Problem to work on: The entries below are to be written out again without alteration.

Given records:
● ● ●
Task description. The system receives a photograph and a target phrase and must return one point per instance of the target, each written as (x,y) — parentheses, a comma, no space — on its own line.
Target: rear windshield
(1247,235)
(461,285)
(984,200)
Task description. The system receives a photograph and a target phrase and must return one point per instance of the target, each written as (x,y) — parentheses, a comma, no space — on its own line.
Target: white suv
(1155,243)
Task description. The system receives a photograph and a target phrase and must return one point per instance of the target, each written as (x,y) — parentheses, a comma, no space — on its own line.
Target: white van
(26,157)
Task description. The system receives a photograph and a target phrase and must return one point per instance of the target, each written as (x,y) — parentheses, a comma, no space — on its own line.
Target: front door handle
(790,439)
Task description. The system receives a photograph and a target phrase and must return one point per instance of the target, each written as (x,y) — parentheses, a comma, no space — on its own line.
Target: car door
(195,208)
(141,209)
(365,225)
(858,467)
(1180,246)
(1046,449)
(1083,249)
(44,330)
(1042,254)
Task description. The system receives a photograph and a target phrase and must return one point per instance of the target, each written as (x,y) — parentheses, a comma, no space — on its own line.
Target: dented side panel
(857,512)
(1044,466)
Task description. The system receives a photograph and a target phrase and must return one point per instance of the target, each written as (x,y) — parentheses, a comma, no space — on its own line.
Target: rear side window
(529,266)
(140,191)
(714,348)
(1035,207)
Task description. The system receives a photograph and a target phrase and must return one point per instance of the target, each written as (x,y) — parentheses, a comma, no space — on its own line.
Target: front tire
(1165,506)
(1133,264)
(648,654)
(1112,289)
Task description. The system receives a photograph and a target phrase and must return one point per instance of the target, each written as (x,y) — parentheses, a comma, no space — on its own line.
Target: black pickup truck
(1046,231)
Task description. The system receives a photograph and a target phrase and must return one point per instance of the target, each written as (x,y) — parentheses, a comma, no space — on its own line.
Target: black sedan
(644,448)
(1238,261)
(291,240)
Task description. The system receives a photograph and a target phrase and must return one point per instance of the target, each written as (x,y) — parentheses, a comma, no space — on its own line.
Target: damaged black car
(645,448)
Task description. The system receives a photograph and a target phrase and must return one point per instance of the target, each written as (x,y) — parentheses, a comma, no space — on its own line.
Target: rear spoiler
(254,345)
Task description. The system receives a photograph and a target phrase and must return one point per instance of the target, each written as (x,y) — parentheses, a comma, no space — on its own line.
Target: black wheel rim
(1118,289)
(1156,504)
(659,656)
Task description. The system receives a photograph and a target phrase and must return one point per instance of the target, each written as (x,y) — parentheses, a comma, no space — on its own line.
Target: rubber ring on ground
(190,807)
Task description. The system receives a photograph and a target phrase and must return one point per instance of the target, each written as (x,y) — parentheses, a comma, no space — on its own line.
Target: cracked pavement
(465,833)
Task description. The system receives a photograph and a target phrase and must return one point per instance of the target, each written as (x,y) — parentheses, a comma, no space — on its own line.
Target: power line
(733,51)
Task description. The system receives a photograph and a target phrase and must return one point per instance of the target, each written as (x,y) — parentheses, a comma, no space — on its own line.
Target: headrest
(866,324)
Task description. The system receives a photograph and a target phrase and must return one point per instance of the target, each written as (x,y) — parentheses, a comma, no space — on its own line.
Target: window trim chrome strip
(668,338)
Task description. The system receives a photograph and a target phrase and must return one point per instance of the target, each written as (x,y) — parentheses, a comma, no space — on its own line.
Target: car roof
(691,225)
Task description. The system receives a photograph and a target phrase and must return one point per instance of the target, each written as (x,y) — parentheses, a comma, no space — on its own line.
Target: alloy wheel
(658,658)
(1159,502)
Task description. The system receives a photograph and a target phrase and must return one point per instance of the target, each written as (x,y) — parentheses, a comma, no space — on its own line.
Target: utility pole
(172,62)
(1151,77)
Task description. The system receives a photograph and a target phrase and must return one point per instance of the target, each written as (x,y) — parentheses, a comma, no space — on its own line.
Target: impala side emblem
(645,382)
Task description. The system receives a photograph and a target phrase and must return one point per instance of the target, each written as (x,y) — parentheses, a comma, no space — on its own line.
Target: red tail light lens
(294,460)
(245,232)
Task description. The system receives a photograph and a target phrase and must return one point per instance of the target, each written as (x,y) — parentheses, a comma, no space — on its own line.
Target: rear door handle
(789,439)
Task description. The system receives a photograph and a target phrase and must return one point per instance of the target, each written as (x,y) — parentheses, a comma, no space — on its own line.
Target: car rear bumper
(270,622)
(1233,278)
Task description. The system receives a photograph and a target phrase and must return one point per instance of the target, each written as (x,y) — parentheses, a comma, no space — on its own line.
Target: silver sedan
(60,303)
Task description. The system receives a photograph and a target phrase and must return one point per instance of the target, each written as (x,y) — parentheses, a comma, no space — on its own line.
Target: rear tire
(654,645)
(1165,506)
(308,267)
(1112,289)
● ● ●
Task output:
Task description. The system receives a photograph and a target phrase and must return one point per instance of the target, each written as (x,y) — parentheses, a comma, no space — on its own line.
Target: rear windshield
(1247,235)
(461,285)
(984,200)
Task description. The system receives a photograph and a target phrase and must return one point per instance of the target, each written as (x,y) — parentheses, a comma, no space — on its own line.
Target: white suv
(1155,243)
Task description. The system receives a photograph and a target phrase and must return one point per instance of the target, each written as (x,y) — parentheses, a comma, no space — on its own line.
Target: white van
(26,157)
Task description. The system receives a photograph and a target phrase and must return one point per instance of the target, each written as (x,y) — parentheses, a comma, no space — on its own line.
Target: front door handle
(790,439)
Task description. The system receives a photograph and a target phrase and must return one point per instance of the target, each written as (x,y) — parentheses, a comma, no space — on its own line.
Target: car door
(195,208)
(141,209)
(365,225)
(858,467)
(1180,246)
(1046,449)
(1083,249)
(44,330)
(1042,254)
Task description. The system receives a photograph and a target phrase and must return one point per instance of the target, each written as (x,y) — parentheses, a comma, no space — on its own line.
Target: dented side panel
(857,512)
(1044,466)
Task description. The system receives a photograph and a target phrase and must return one point per instance of the target, each written as (x,y) — parentheses, a comma, no space — on its own line.
Target: rear side window
(529,266)
(140,191)
(714,348)
(1035,207)
Task description. The system receives a photograph and a target phrase and must return one point per instance of the target, each written as (x,y) — parentheses, a comma, no space — on its own line.
Target: front tire
(1165,506)
(1133,264)
(648,654)
(1112,289)
Task description. The system receives a photograph and a target phrase and must return one point per instance of the target, each written as (x,y) — parentheses, a comma, no space — on its own line.
Target: black pickup truck
(1046,231)
Task description. The system receives a photograph and a target phrase and must return one point per instance of the target, each written as (x,y) — parentheses, a comma, no space — on its own line.
Target: black sedan
(644,448)
(1238,261)
(291,240)
Task description. The system receives a photograph and a target phrase and must return one point per instance of the target, each written as (x,y) — parentheses, a comma, no space — on its own line.
Target: damaged black car
(645,448)
Task description. The system receives a photograph and a target phrase and must return one point per instance of the target, each written as (x,y) — parentheses, a comma, no space — on its own line.
Target: rear spoiler
(254,345)
Task description. The system receives a photograph and a target phrase and must return one point per instance of the target, each written as (x,y) — parentheses, a comma, no space — on its own line.
Target: black wheel rim
(1118,289)
(1156,504)
(659,656)
Task description. The system receives a photograph and a target phrase and must return one point per instance of the target, each written as (x,y) — parentheses, a comma, no space — on its own line.
Target: rubber ring on ground
(190,807)
Task description. The system receives a photograph and a target phrase and must return one point per instance of the target, each written as (x,y) — parentheses, a comma, no space — on its own line.
Target: cracked pavement
(465,833)
Task description. The system receives a photograph and a target phrase and must return one point per instance of the target, each written as (x,y) — parentheses, a comma, no space — on its own line.
Target: power line
(733,51)
Task description. The system receives a photograph and a target phrase and must return one point per instance of the target, each written as (x,y) — parentheses, a comma, no space — on its own line.
Target: headrest
(866,324)
Task description. The system receives a photograph and a target phrase and must return one point per instance of the target, each written as (x,y) — parentheses, a comma, no space — on its own line.
Target: window trim chrome strip
(668,338)
Task description. The system receives a photograph and a target phrase and must return one point per instance of the target, each written as (x,y) — parentheses, a comma, no space — on its own line.
Target: car roof
(691,225)
Task description. The system receives a photograph and a target phrase and must return one point per instance of the target, each written as (x,y) — parentheses, a comma, no space — on its own line.
Target: alloy wheel
(658,658)
(1159,502)
Task description. The system receives a photograph and a target phrase and must return one point per instance of the target, each written as (x,y) — parentheses, a comma, no space — on its own line.
Target: utility pole
(172,62)
(1151,77)
Task description. The system receives a photograph and a target phrase and must return one point per instance of the target, each written as (x,y) — parentheses, a comma, no space — on its own line.
Target: impala side emblem
(645,382)
Task description. The system receives a photograph and a target phrase and must return one point per instance of the target, each written as (x,y) — parentheses, a comma, no space — on its own line.
Target: red tail light lens
(294,460)
(245,232)
Task description. The system receives a photograph and a target phrase and must return one point per instance of the target, each written as (x,y) — parentheses, a comma, no space — on its own line.
Target: rear door handle
(789,439)
Task description. The system receives a photograph and a target phrase and must return one point per instance of the target, each written as (x,y) — parentheses, a comma, no space — on its own line.
Target: car rear bumper
(270,622)
(1233,278)
Task description. The system receives a photograph and a target phrase and must return one point per instance of the target, each written as (x,y) — parentheses, a comma, no space — on its own line.
Target: silver sedan
(60,303)
Task description. The system receives a photograph and a target phrase and must return one point per instance of the target, each written as (x,y) — parentheses, a comma, no space — on its own line.
Target: rear tire
(654,645)
(1165,506)
(308,267)
(1112,289)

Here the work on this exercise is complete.